- Document extract:
# Lakes Region Trails - NH  Conditions



## HD333 (Apr 21, 2009)

Anyone in the Lakes Region know if the trails below are walkable yet?

Red Hill
Rattlesnake

Thanks


----------



## threecy (Apr 22, 2009)

HD333 said:


> Anyone in the Lakes Region know if the trails below are walkable yet?
> 
> Red Hill
> Rattlesnake



Red Hill and West Rattlesnake are both snow free.


----------



## HD333 (Apr 22, 2009)

Thanks!  

Looks like we will do Rattlesnake with the kids  then hit the Corner House for a few Tuckermans and dinner.

HD


----------



## Skier75 (May 11, 2009)

But how are the bugs?


----------



## Telemechanic (May 12, 2009)

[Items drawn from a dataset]
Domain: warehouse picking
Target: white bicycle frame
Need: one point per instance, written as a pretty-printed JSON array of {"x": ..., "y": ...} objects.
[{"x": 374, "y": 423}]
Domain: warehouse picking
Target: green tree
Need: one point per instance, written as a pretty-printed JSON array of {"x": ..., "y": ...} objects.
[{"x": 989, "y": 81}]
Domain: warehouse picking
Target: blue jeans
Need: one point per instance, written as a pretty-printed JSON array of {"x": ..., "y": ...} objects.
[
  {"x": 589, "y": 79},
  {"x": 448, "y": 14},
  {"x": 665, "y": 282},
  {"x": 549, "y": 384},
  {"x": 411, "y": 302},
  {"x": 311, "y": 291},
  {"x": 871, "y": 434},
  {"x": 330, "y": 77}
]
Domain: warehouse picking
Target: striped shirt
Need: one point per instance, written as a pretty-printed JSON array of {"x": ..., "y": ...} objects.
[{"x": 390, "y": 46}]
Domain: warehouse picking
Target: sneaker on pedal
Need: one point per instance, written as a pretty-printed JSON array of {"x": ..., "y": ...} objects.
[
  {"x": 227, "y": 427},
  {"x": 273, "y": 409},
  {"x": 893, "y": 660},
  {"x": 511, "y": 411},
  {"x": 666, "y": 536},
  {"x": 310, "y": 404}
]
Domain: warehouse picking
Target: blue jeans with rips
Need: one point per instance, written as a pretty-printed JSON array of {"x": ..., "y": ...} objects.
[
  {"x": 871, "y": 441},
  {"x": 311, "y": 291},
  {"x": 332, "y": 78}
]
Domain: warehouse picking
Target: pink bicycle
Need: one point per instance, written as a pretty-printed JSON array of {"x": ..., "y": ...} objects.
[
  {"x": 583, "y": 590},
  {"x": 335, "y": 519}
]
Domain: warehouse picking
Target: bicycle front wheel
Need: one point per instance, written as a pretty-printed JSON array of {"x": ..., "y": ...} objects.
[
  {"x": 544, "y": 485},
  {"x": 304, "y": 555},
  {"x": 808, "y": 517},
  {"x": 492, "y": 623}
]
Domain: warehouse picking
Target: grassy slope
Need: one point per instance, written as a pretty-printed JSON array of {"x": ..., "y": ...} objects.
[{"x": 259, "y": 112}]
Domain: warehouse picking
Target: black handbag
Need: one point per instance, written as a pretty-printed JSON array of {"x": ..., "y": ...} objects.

- Task 1:
Based on the trail conditions thread above, answer yes or no for each statement and quote the deciding words: (a) Red Hill is reported to be free of snow. (b) HD333 planned to hike Red Hill with the kids. (c) Skier75 asked about the bugs.
- Task 2:
List every username that heads a post in the trail conditions thread above.

- Correct answer 1:
(a) Yes: "Red Hill and West Rattlesnake are both snow free."
(b) No: "Looks like we will do Rattlesnake with the kids"
(c) Yes: "But how are the bugs?"

- Correct answer 2:
HD333, threecy, Skier75, Telemechanic